** Material to process follows **
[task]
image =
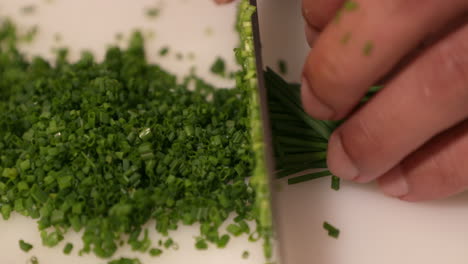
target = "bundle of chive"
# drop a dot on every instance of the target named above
(300, 141)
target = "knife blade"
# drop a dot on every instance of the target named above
(265, 118)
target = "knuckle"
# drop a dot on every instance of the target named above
(327, 76)
(362, 144)
(444, 166)
(449, 68)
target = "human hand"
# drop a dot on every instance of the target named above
(223, 1)
(413, 135)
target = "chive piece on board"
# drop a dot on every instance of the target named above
(332, 231)
(308, 177)
(26, 247)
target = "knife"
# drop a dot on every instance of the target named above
(267, 136)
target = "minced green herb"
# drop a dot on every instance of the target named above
(155, 252)
(332, 231)
(219, 67)
(33, 260)
(283, 67)
(58, 37)
(26, 247)
(346, 38)
(368, 48)
(125, 261)
(152, 12)
(68, 248)
(120, 143)
(163, 51)
(335, 185)
(201, 244)
(103, 147)
(28, 10)
(350, 5)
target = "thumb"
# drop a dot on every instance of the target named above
(219, 2)
(437, 170)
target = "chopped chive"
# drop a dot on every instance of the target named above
(219, 67)
(368, 48)
(68, 249)
(155, 252)
(346, 38)
(28, 10)
(152, 12)
(26, 247)
(163, 51)
(283, 67)
(335, 183)
(33, 260)
(350, 5)
(201, 244)
(308, 177)
(332, 231)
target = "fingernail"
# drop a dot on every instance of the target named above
(339, 162)
(394, 183)
(311, 35)
(312, 105)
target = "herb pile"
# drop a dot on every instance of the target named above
(300, 141)
(106, 146)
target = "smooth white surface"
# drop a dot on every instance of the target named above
(93, 24)
(374, 229)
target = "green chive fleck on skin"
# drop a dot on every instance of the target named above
(332, 231)
(368, 48)
(350, 6)
(346, 38)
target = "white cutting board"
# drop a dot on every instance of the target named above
(374, 229)
(186, 26)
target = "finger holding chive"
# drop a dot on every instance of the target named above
(413, 135)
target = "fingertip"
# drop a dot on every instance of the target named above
(220, 2)
(311, 34)
(394, 183)
(338, 161)
(313, 105)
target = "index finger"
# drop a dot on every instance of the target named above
(365, 41)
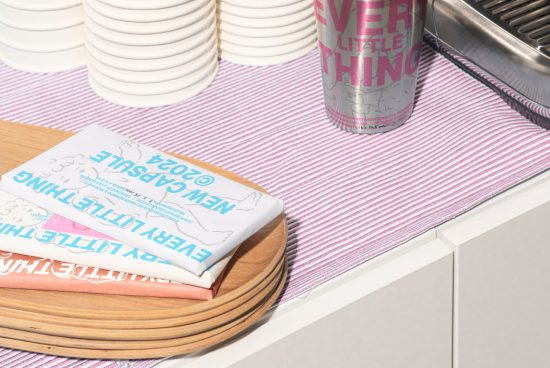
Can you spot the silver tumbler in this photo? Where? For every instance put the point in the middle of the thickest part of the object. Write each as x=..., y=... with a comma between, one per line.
x=370, y=51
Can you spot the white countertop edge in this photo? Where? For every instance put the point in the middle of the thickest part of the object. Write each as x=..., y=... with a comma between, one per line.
x=320, y=302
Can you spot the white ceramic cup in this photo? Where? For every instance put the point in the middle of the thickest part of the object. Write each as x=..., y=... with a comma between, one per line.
x=197, y=9
x=41, y=19
x=41, y=5
x=43, y=62
x=154, y=51
x=265, y=32
x=279, y=11
x=155, y=76
x=268, y=22
x=266, y=41
x=144, y=4
x=154, y=100
x=153, y=64
x=264, y=61
x=141, y=15
x=201, y=24
x=261, y=3
x=157, y=88
x=42, y=41
x=268, y=51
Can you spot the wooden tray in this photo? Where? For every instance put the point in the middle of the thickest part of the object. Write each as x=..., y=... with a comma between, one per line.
x=46, y=326
x=218, y=338
x=144, y=342
x=254, y=261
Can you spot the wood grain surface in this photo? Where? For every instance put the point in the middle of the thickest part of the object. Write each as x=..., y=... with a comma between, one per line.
x=128, y=327
x=253, y=262
x=46, y=326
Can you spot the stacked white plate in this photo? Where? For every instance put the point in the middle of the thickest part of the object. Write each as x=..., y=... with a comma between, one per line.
x=265, y=32
x=42, y=36
x=146, y=53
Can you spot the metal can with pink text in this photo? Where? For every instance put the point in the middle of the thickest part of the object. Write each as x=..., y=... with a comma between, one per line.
x=370, y=51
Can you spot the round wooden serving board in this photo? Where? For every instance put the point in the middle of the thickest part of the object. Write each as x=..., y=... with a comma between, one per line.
x=111, y=326
x=140, y=331
x=145, y=343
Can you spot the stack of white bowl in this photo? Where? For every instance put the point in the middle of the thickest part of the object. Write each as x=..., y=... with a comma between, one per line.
** End of Material to process **
> _The task_
All lines that contain the word "chive" should be copied from the listing.

> _The completed task_
target = "bundle of chive"
target = "chive piece on board"
target = "chopped chive"
target = "green chive fleck on skin"
target = "finger holding chive"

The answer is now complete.